Pythagorean Expectation in Baseball

Bill James devised once upon a time that in order to predict the amount of games a team would win, it was more beneficial to compare the ratio of runs scored to runs allowed than to look at the wins and losses themselves. That is, wins and losses are a product of runs scored and runs allowed. The formula for Win% is approximately given by:

Win% ≈ RF² ⁄ (RF² + RA²)

This is called pythagorean expectation due to its resemblance to the Pythagorean theorem (though in reality the exponent is rarely, if ever, exactly 2).

So, if wins are a product of runs, what are runs a product of?

I propose that runs scored = outcome of plate appearances + base running + defense + sequencing. For this model, we'll ignore sequencing and focus just on the outcome of plate appearances (singles, doubles, home runs), base running (going from first to third on a single, stealing second base, etc.), and fielding. While there is surely some interplay between a team's baserunning and their opponent's fielding and vice versa, for this model:

Offense = Batting + Base Running

Defense = Pitching + Fielding

Batting: I used team-level wRC+, which takes the events that happen during a plate appearance (park adjusted) and converts them into a single indexed number representing how many more runs a player/team would produce than an average team. Then, I convert that number to a number of runs above or below zero. Batting Runs = wRC+ ⁄ 100 × rpg × gp

Pitching: I use team-level xFIP-, which factors in strikeouts, walks, and flyballs while normalizing how often a flyball becomes a home run, and then adjusts for ballpark. Pitching Runs = xFIP- ⁄ 100 × rpg × gp

Base Running: I just take the FanGraphs base running metric, which gives a certain number of runs above or below average (0).

Fielding: I use the team defense metric from FanGraphs, giving a certain number of runs above or below average (0).

I then add 69 games of league average production to regress to the mean. Why 69? See here. This is checked every season and does happen to be 69 for 2024 but was as high as 148 for the 1991 season!

Example:

After the games of April 28th, 2024, the Orioles had played 27 games. They had a wRC+ of 123, an xFIP- of 89, a BsR of 5.2, and a DEF of 4.5. The average MLB team up to that date scored 4.41 runs/game.

Offense = Batting + Running

BattingRuns = 1.23 × 4.41 × 27

Running = 5.2

Expected Runs Scored = xRF ≈ 151 runs

Defense = Pitching - Defense

PitchingRuns = 0.89 × 4.41 × 27 ≈ 106

Fielding = 4.5

Expected Runs Allowed = xRA ≈ 101 runs

To estimate the team's talent we add 69 games of average production:

Adjusted Runs For = aRF = xRF + rpg * 69 ≈ 478 runs

Adjusted Runs Against = aRA = xRA + rpg * 69 ≈ 428 runs

Putting in the Orioles team pythagorean exponent, P, gives an equation of:

adjRF^P ⁄ adjRF^P + adjRA^P) ≈ 0.552

This is the current estimate of the Orioles' true talent level.

So what could we do better?

We could try and regress a team's run environment. After all, we know that Coors Field is not a normal run environment
Early in the season I could control for opponent. Starting 4-5 against the 2023 Braves, Dodgers, and Orioles wouldn't be as bad as starting 4-5 against the 2024 White Sox, Marlins, and Rockies.

## Supplied material

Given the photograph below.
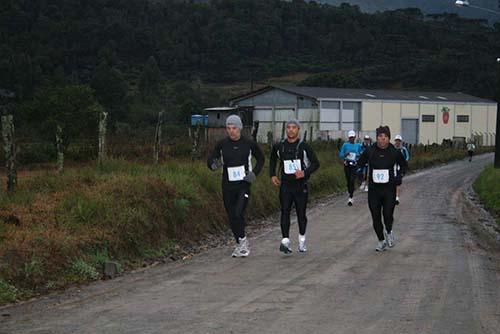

## Requirement A
Reproduce the passage on Pythagorean expectation in baseball from "Adjusted Runs For" up to and including "Marlins, and Rockies.".
## Requirement B
Write the next part of the passage on Pythagorean expectation in baseball, beginning after its last sentence.

## Response A
Adjusted Runs For = aRF = xRF + rpg * 69 ≈ 478 runs

Adjusted Runs Against = aRA = xRA + rpg * 69 ≈ 428 runs

Putting in the Orioles team pythagorean exponent, P, gives an equation of:

adjRF^P ⁄ adjRF^P + adjRA^P) ≈ 0.552

This is the current estimate of the Orioles' true talent level.

So what could we do better?

We could try and regress a team's run environment. After all, we know that Coors Field is not a normal run environment
Early in the season I could control for opponent. Starting 4-5 against the 2023 Braves, Dodgers, and Orioles wouldn't be as bad as starting 4-5 against the 2024 White Sox, Marlins, and Rockies.

## Response B
We don't care about the roster as currently constructed. If the Mariners were to acquire peak Babe Ruth, it wouldn't adjust their wRC+ one iota (and could he even hit in T-Mobile?). We also don't care about projections that say Julio was great last year and is now a year older at a time when hitters tend to improve, that Matt Brash is injured, or that the Mariners are a bullpen arm creating machine, etc.
While the hitters a team puts on the field are reasonably static, pitchers vary quite widely game to game. Consider the 1995 Seattle Mariners. Twelve pitchers started a game that season and seven of them were below replacement level. One who wasn't? Randy Johnson, who contributed 8.6 of the team's 15.7 pitching wins above replacement and won the Cy Young award. Lumping all pitchers as one stat is a little bit of a cheat, especially in this era of pitcher injuries.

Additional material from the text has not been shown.